• **Supplied passage**:
· · · · · · ·

I'm using MIT Scheme 10.1.5 and am curious why the following code using open-i/o-file is not working I expected. Does anyone know what the issue is?

(define l "~/tmp0")
(define x ''(a b (c d) e f))

(let ((p (open-i/o-file l)))
  (begin (write x p)
     (flush-output p)
     (let ((r (read p)))
       (close-port p)
       r)))
;Value: #!eof

when I was expecting:

;Value: (quote (a b (c d) e f))

When using open-input-file or open-output-file the results are expected:

(let ((p (open-output-file l)))
  (write x p)
  (close-port p))

(let ((p (open-input-file l)))
  (let ((r (read p)))
    (close-port p)
    r))
;Value: (quote (a b (c d) e f))

Solution

  • When you read from or write to a port, the port position is advanced. After writing to an i/o port, you need to reset the position of the port if you want to read what was written.

· · · · · · ·

• **Given information**:
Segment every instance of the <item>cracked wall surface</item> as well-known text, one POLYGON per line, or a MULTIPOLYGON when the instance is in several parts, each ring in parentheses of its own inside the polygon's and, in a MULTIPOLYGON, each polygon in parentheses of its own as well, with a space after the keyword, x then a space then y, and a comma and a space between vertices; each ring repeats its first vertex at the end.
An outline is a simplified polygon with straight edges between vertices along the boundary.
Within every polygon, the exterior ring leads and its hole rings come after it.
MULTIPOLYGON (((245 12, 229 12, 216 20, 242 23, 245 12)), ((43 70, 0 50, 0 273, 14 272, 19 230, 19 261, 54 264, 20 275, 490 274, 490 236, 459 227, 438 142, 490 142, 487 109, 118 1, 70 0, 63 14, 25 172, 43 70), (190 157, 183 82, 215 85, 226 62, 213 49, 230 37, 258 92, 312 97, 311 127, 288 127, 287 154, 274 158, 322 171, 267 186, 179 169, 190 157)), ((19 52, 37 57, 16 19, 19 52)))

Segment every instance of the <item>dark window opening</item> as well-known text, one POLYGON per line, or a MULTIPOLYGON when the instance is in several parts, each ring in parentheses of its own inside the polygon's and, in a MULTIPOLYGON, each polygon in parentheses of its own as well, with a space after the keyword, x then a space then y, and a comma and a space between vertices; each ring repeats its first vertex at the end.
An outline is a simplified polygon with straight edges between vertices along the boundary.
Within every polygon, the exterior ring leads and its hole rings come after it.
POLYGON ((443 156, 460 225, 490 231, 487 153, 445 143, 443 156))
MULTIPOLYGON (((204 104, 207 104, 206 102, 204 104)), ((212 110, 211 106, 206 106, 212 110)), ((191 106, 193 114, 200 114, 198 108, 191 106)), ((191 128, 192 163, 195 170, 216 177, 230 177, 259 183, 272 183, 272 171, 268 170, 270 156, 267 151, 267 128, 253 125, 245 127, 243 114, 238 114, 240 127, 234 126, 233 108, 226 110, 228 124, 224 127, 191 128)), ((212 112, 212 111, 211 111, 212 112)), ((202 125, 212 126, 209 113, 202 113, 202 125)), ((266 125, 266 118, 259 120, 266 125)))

· · · · · · ·

• **Job**: Reproduce the MIT Scheme port question above in full, word for word, including its code and the solution at the end.

• **The reply**:
I'm using MIT Scheme 10.1.5 and am curious why the following code using open-i/o-file is not working I expected. Does anyone know what the issue is?

(define l "~/tmp0")
(define x ''(a b (c d) e f))

(let ((p (open-i/o-file l)))
  (begin (write x p)
     (flush-output p)
     (let ((r (read p)))
       (close-port p)
       r)))
;Value: #!eof

when I was expecting:

;Value: (quote (a b (c d) e f))

When using open-input-file or open-output-file the results are expected:

(let ((p (open-output-file l)))
  (write x p)
  (close-port p))

(let ((p (open-input-file l)))
  (let ((r (read p)))
    (close-port p)
    r))
;Value: (quote (a b (c d) e f))

Solution

  • When you read from or write to a port, the port position is advanced. After writing to an i/o port, you need to reset the position of the port if you want to read what was written.